--- Information provided ---
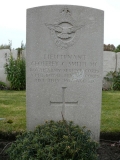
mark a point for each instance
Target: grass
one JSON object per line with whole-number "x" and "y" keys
{"x": 12, "y": 108}
{"x": 110, "y": 116}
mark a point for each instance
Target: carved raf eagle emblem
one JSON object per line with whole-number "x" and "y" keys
{"x": 64, "y": 32}
{"x": 64, "y": 29}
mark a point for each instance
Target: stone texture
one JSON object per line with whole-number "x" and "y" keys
{"x": 64, "y": 65}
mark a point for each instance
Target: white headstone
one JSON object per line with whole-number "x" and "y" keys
{"x": 64, "y": 65}
{"x": 4, "y": 53}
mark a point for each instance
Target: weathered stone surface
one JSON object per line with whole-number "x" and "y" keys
{"x": 64, "y": 65}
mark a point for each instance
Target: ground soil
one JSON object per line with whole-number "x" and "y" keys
{"x": 108, "y": 150}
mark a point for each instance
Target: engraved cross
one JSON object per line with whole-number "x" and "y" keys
{"x": 63, "y": 103}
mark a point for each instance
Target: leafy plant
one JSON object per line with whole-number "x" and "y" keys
{"x": 114, "y": 78}
{"x": 54, "y": 141}
{"x": 16, "y": 73}
{"x": 2, "y": 85}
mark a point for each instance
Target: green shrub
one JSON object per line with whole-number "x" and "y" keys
{"x": 16, "y": 73}
{"x": 2, "y": 85}
{"x": 54, "y": 141}
{"x": 114, "y": 78}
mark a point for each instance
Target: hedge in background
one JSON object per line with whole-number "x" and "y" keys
{"x": 16, "y": 73}
{"x": 60, "y": 140}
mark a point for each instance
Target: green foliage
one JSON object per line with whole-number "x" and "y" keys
{"x": 114, "y": 78}
{"x": 2, "y": 85}
{"x": 16, "y": 73}
{"x": 117, "y": 49}
{"x": 54, "y": 141}
{"x": 6, "y": 46}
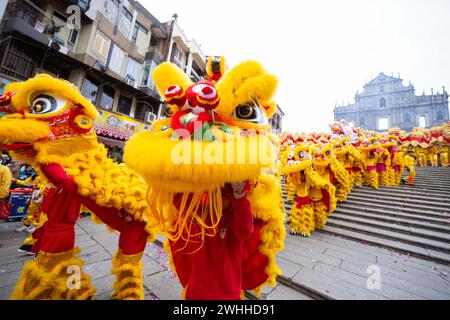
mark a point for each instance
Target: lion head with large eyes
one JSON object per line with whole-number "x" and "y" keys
{"x": 213, "y": 133}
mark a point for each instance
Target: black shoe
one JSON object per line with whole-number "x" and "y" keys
{"x": 26, "y": 248}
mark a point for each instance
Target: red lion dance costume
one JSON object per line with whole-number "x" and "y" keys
{"x": 204, "y": 166}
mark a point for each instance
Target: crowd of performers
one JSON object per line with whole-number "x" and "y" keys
{"x": 320, "y": 169}
{"x": 222, "y": 222}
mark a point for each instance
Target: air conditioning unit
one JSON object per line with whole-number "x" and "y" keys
{"x": 129, "y": 81}
{"x": 149, "y": 116}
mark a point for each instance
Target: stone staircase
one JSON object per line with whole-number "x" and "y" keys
{"x": 409, "y": 220}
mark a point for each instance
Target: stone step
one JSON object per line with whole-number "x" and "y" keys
{"x": 404, "y": 190}
{"x": 413, "y": 250}
{"x": 301, "y": 291}
{"x": 391, "y": 235}
{"x": 419, "y": 185}
{"x": 397, "y": 217}
{"x": 385, "y": 209}
{"x": 438, "y": 218}
{"x": 408, "y": 201}
{"x": 400, "y": 193}
{"x": 365, "y": 201}
{"x": 417, "y": 231}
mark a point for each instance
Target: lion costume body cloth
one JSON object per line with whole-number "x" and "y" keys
{"x": 215, "y": 134}
{"x": 50, "y": 126}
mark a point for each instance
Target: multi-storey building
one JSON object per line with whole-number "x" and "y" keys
{"x": 386, "y": 103}
{"x": 109, "y": 52}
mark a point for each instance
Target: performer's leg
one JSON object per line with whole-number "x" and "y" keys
{"x": 302, "y": 220}
{"x": 55, "y": 276}
{"x": 371, "y": 179}
{"x": 127, "y": 263}
{"x": 444, "y": 159}
{"x": 320, "y": 215}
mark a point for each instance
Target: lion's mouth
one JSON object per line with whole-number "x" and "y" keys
{"x": 19, "y": 146}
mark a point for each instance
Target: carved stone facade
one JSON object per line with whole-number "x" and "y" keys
{"x": 386, "y": 103}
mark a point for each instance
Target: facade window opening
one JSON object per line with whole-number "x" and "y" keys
{"x": 383, "y": 123}
{"x": 106, "y": 98}
{"x": 90, "y": 89}
{"x": 422, "y": 121}
{"x": 124, "y": 105}
{"x": 407, "y": 118}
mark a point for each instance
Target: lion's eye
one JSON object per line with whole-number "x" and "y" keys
{"x": 44, "y": 103}
{"x": 301, "y": 155}
{"x": 251, "y": 112}
{"x": 245, "y": 112}
{"x": 168, "y": 112}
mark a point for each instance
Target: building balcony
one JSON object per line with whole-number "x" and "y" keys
{"x": 26, "y": 29}
{"x": 83, "y": 4}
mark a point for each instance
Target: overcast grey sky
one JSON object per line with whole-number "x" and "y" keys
{"x": 322, "y": 51}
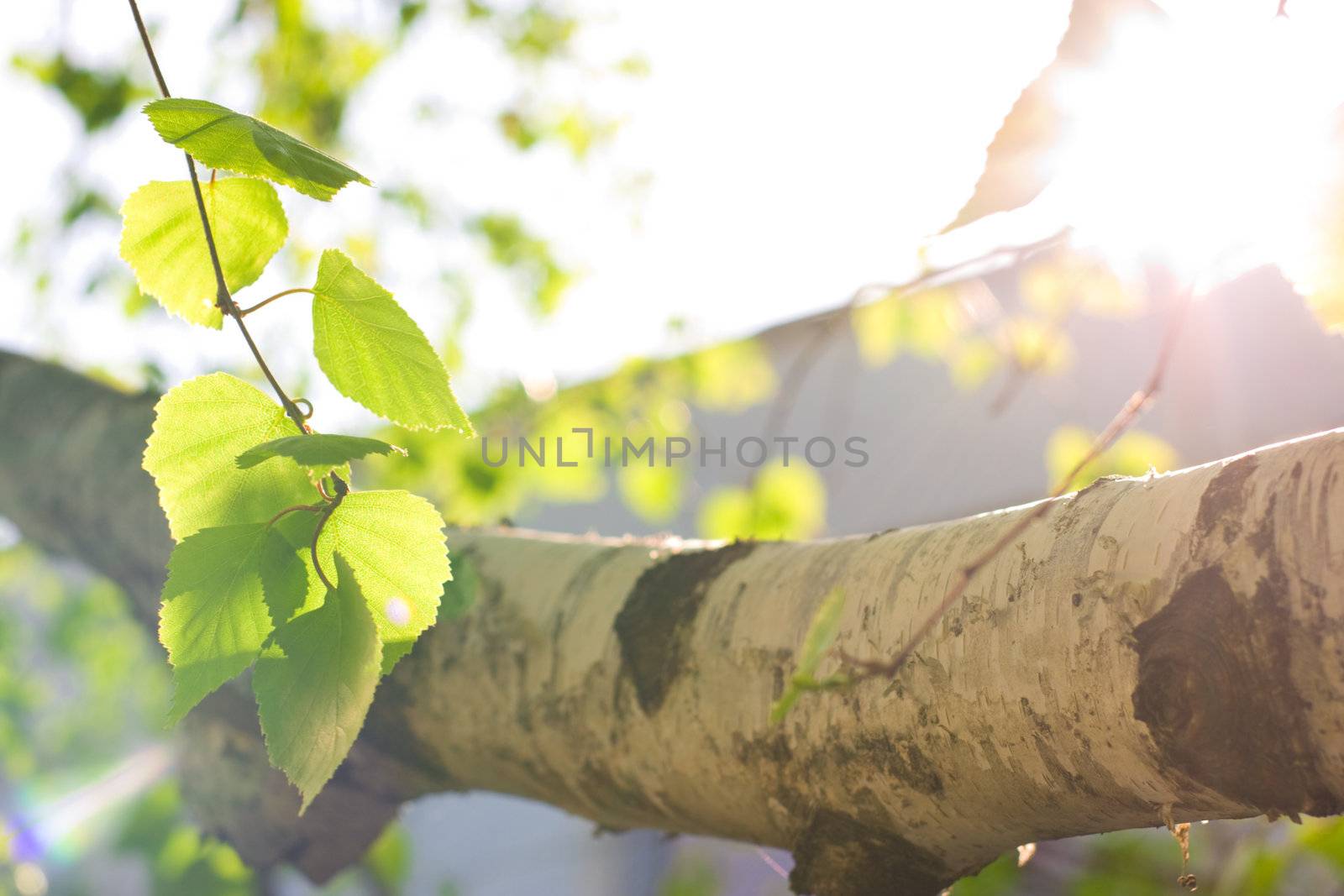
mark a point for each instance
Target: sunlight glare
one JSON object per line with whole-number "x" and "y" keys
{"x": 1203, "y": 143}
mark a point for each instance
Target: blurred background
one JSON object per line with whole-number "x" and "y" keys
{"x": 722, "y": 221}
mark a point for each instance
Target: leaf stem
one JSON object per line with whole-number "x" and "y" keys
{"x": 222, "y": 296}
{"x": 312, "y": 548}
{"x": 1131, "y": 411}
{"x": 245, "y": 312}
{"x": 311, "y": 508}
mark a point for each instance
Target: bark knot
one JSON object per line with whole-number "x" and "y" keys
{"x": 1216, "y": 694}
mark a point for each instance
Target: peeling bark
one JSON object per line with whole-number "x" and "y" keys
{"x": 1175, "y": 640}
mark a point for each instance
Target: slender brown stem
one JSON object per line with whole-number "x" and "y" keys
{"x": 318, "y": 531}
{"x": 264, "y": 302}
{"x": 222, "y": 296}
{"x": 311, "y": 508}
{"x": 1136, "y": 405}
{"x": 150, "y": 50}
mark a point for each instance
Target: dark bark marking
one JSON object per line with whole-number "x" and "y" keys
{"x": 1225, "y": 499}
{"x": 1216, "y": 694}
{"x": 654, "y": 626}
{"x": 840, "y": 856}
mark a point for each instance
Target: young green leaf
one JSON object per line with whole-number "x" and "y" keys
{"x": 822, "y": 634}
{"x": 214, "y": 616}
{"x": 221, "y": 137}
{"x": 375, "y": 354}
{"x": 165, "y": 244}
{"x": 318, "y": 452}
{"x": 315, "y": 687}
{"x": 201, "y": 427}
{"x": 394, "y": 542}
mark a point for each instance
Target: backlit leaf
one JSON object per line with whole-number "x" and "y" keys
{"x": 396, "y": 544}
{"x": 319, "y": 452}
{"x": 214, "y": 616}
{"x": 374, "y": 352}
{"x": 313, "y": 688}
{"x": 165, "y": 244}
{"x": 221, "y": 137}
{"x": 201, "y": 427}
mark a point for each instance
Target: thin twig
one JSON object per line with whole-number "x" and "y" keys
{"x": 264, "y": 302}
{"x": 1128, "y": 414}
{"x": 222, "y": 296}
{"x": 318, "y": 531}
{"x": 827, "y": 322}
{"x": 312, "y": 508}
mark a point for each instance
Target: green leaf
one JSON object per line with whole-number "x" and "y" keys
{"x": 165, "y": 244}
{"x": 375, "y": 354}
{"x": 315, "y": 689}
{"x": 201, "y": 427}
{"x": 318, "y": 452}
{"x": 822, "y": 634}
{"x": 214, "y": 616}
{"x": 396, "y": 544}
{"x": 221, "y": 137}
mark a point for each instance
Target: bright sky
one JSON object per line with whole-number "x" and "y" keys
{"x": 796, "y": 152}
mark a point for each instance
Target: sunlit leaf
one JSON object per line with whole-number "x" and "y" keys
{"x": 822, "y": 634}
{"x": 925, "y": 322}
{"x": 528, "y": 257}
{"x": 214, "y": 616}
{"x": 313, "y": 688}
{"x": 374, "y": 354}
{"x": 396, "y": 544}
{"x": 223, "y": 139}
{"x": 784, "y": 503}
{"x": 1132, "y": 454}
{"x": 201, "y": 427}
{"x": 165, "y": 244}
{"x": 732, "y": 376}
{"x": 319, "y": 452}
{"x": 97, "y": 96}
{"x": 1059, "y": 285}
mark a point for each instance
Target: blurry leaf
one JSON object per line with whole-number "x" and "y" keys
{"x": 925, "y": 322}
{"x": 528, "y": 257}
{"x": 691, "y": 879}
{"x": 732, "y": 376}
{"x": 460, "y": 591}
{"x": 306, "y": 98}
{"x": 97, "y": 96}
{"x": 201, "y": 427}
{"x": 1038, "y": 345}
{"x": 1132, "y": 454}
{"x": 538, "y": 33}
{"x": 219, "y": 137}
{"x": 652, "y": 492}
{"x": 394, "y": 543}
{"x": 374, "y": 354}
{"x": 315, "y": 691}
{"x": 1057, "y": 286}
{"x": 972, "y": 362}
{"x": 165, "y": 244}
{"x": 822, "y": 634}
{"x": 389, "y": 860}
{"x": 999, "y": 878}
{"x": 319, "y": 452}
{"x": 784, "y": 503}
{"x": 214, "y": 617}
{"x": 1018, "y": 160}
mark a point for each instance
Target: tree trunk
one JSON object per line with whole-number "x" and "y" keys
{"x": 1173, "y": 641}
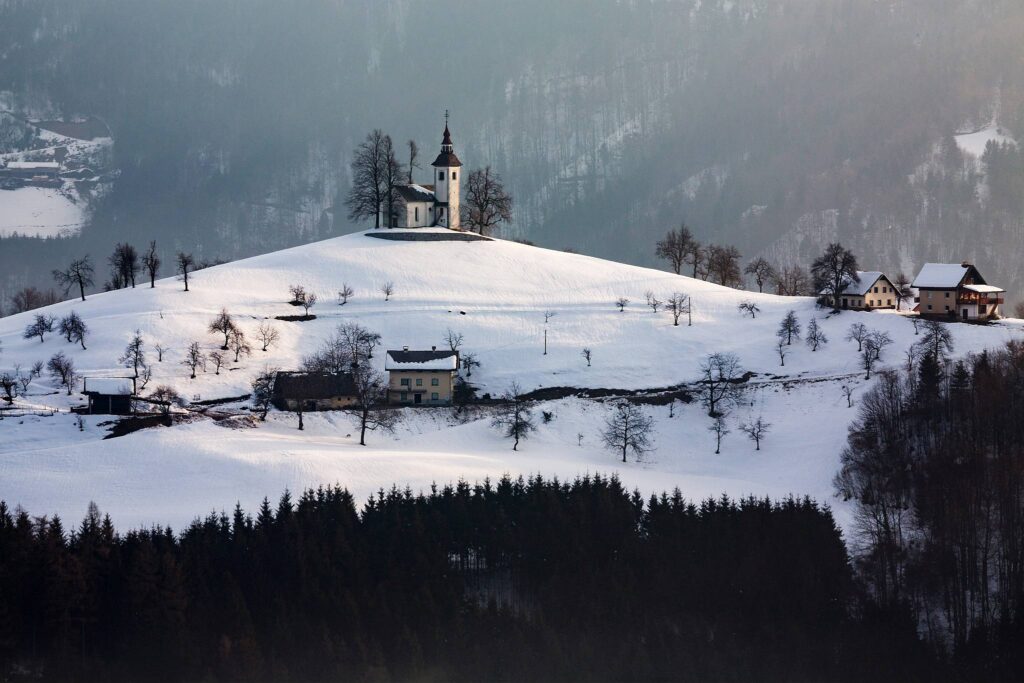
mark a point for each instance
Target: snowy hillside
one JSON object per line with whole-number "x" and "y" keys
{"x": 493, "y": 292}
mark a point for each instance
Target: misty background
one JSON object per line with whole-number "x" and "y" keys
{"x": 773, "y": 125}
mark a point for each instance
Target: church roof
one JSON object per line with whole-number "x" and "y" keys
{"x": 446, "y": 159}
{"x": 415, "y": 193}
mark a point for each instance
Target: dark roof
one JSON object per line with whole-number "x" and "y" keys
{"x": 313, "y": 385}
{"x": 416, "y": 193}
{"x": 446, "y": 159}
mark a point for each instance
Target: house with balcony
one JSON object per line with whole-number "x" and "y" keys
{"x": 956, "y": 291}
{"x": 421, "y": 378}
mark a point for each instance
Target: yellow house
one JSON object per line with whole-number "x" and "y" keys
{"x": 421, "y": 378}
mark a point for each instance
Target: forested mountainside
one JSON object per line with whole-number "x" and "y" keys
{"x": 774, "y": 125}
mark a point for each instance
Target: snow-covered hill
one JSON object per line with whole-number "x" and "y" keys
{"x": 496, "y": 294}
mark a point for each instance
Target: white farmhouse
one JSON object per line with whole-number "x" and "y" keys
{"x": 435, "y": 204}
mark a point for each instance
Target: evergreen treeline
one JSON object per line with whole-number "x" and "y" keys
{"x": 935, "y": 463}
{"x": 522, "y": 580}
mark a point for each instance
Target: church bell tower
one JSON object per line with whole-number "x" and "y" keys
{"x": 448, "y": 168}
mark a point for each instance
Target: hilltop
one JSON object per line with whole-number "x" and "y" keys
{"x": 496, "y": 294}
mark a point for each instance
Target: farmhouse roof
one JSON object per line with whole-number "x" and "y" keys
{"x": 414, "y": 360}
{"x": 943, "y": 275}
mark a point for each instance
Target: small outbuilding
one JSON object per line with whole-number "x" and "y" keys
{"x": 313, "y": 391}
{"x": 109, "y": 395}
{"x": 421, "y": 378}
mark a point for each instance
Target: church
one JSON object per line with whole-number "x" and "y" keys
{"x": 434, "y": 205}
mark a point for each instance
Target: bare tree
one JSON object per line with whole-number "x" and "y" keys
{"x": 166, "y": 397}
{"x": 468, "y": 363}
{"x": 298, "y": 294}
{"x": 151, "y": 263}
{"x": 262, "y": 386}
{"x": 720, "y": 384}
{"x": 834, "y": 270}
{"x": 902, "y": 289}
{"x": 762, "y": 270}
{"x": 679, "y": 303}
{"x": 62, "y": 368}
{"x": 723, "y": 265}
{"x": 267, "y": 335}
{"x": 628, "y": 428}
{"x": 371, "y": 402}
{"x": 223, "y": 324}
{"x": 184, "y": 262}
{"x": 8, "y": 382}
{"x": 194, "y": 358}
{"x": 308, "y": 302}
{"x": 937, "y": 340}
{"x": 79, "y": 273}
{"x": 239, "y": 344}
{"x": 453, "y": 339}
{"x": 486, "y": 204}
{"x": 793, "y": 281}
{"x": 367, "y": 197}
{"x": 513, "y": 416}
{"x": 676, "y": 248}
{"x": 344, "y": 294}
{"x": 217, "y": 358}
{"x": 815, "y": 335}
{"x": 134, "y": 355}
{"x": 720, "y": 427}
{"x": 749, "y": 307}
{"x": 858, "y": 332}
{"x": 41, "y": 326}
{"x": 788, "y": 328}
{"x": 756, "y": 431}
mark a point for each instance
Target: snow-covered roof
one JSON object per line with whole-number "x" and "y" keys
{"x": 30, "y": 165}
{"x": 867, "y": 279}
{"x": 413, "y": 360}
{"x": 117, "y": 386}
{"x": 934, "y": 275}
{"x": 984, "y": 289}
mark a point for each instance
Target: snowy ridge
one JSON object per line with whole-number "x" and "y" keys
{"x": 495, "y": 294}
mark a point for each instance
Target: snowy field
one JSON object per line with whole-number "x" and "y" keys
{"x": 39, "y": 212}
{"x": 495, "y": 293}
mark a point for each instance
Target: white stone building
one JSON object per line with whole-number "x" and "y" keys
{"x": 435, "y": 204}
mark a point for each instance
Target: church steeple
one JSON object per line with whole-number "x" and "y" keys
{"x": 446, "y": 182}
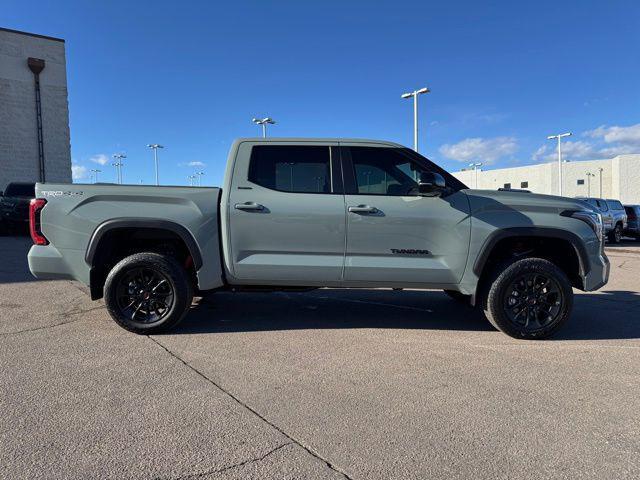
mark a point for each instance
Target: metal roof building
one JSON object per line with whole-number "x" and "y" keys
{"x": 34, "y": 113}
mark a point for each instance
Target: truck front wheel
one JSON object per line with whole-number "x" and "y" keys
{"x": 148, "y": 293}
{"x": 529, "y": 298}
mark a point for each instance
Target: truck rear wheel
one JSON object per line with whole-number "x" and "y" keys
{"x": 148, "y": 293}
{"x": 529, "y": 299}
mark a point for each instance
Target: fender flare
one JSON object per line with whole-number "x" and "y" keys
{"x": 542, "y": 232}
{"x": 158, "y": 224}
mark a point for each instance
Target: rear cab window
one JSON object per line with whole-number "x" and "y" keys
{"x": 387, "y": 171}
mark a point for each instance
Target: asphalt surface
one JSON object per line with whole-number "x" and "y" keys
{"x": 325, "y": 384}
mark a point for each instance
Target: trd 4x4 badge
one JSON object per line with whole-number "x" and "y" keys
{"x": 409, "y": 251}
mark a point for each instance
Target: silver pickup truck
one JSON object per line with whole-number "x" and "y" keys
{"x": 307, "y": 213}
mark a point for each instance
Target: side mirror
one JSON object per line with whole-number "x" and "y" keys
{"x": 431, "y": 184}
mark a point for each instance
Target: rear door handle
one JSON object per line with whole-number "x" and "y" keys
{"x": 363, "y": 209}
{"x": 251, "y": 206}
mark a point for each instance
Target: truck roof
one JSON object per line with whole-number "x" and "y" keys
{"x": 316, "y": 139}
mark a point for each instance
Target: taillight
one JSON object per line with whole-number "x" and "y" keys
{"x": 35, "y": 208}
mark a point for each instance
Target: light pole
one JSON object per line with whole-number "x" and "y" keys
{"x": 600, "y": 180}
{"x": 559, "y": 137}
{"x": 95, "y": 172}
{"x": 415, "y": 94}
{"x": 589, "y": 175}
{"x": 155, "y": 147}
{"x": 118, "y": 164}
{"x": 475, "y": 169}
{"x": 264, "y": 122}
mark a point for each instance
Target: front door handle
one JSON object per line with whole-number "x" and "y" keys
---
What you have to do -> Pull out every line in the rows above that contains the string "truck", matching case exactly, and copy each one as it appears.

Solved exercise ->
Target: truck front wheel
Target: truck rear wheel
Target: silver pickup truck
Target: truck roof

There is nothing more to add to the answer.